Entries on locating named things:

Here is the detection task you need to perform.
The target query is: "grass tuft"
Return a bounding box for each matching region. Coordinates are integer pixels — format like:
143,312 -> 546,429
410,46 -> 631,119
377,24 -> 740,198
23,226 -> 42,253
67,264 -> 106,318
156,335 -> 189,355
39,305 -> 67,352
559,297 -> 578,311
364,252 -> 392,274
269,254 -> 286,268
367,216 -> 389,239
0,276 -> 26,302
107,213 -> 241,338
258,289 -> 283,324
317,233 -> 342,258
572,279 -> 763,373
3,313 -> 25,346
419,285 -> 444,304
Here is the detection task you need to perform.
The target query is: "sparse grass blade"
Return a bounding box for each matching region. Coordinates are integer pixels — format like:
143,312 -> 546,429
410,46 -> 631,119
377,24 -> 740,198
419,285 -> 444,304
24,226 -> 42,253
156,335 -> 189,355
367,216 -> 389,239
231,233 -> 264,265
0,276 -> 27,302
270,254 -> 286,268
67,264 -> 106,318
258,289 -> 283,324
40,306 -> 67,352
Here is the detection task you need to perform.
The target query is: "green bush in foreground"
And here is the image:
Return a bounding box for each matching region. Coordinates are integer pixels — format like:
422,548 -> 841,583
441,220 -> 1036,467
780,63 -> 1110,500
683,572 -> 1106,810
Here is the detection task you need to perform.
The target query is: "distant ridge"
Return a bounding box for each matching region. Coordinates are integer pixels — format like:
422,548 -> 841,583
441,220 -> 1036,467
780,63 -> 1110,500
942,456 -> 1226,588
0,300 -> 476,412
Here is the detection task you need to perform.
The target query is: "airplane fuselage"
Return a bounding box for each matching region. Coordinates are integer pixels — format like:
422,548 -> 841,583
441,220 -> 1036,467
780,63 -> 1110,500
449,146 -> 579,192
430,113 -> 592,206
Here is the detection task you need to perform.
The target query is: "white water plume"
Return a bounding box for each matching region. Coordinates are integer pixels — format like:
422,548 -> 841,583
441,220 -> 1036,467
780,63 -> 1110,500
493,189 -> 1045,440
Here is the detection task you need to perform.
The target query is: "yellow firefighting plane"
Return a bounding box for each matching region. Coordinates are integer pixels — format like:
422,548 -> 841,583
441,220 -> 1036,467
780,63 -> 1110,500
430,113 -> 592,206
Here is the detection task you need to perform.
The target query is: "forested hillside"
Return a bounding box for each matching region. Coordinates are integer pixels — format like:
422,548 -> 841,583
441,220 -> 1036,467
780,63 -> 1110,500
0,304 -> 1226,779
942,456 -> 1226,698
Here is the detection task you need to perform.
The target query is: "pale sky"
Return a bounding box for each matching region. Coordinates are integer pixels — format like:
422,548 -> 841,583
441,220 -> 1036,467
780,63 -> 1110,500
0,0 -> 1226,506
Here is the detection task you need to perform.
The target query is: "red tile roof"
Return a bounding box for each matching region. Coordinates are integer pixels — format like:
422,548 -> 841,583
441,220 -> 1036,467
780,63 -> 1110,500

* _Written instruction_:
Revise the stretch from the start of the material through the line containing "40,306 -> 67,352", changing every "bounding box" to "rectangle" and leaving everything else untouched.

* _Written answer_:
Here is the detection task you need to perform.
The target query is: "grass tuft"
Return a rectangle for each matching region. Coordinates are integer pixels — format like:
143,312 -> 546,429
410,46 -> 631,119
377,24 -> 740,198
23,226 -> 42,253
67,264 -> 106,318
156,335 -> 189,355
39,305 -> 67,352
559,297 -> 578,311
364,252 -> 392,274
269,254 -> 286,268
367,216 -> 389,239
0,276 -> 26,302
107,213 -> 241,338
258,289 -> 283,324
317,233 -> 342,258
572,279 -> 763,373
3,313 -> 25,346
419,285 -> 444,304
Here is the detection task you need to perform.
The target query is: "sparse grass blade"
Return a rectangle for each matching region. Coordinates are integer pixels — format like:
143,312 -> 546,429
410,46 -> 631,119
377,24 -> 740,198
419,285 -> 444,304
24,226 -> 42,253
156,335 -> 189,355
367,216 -> 389,239
231,233 -> 264,265
0,276 -> 27,302
270,254 -> 286,268
67,264 -> 106,318
258,289 -> 283,324
40,306 -> 67,352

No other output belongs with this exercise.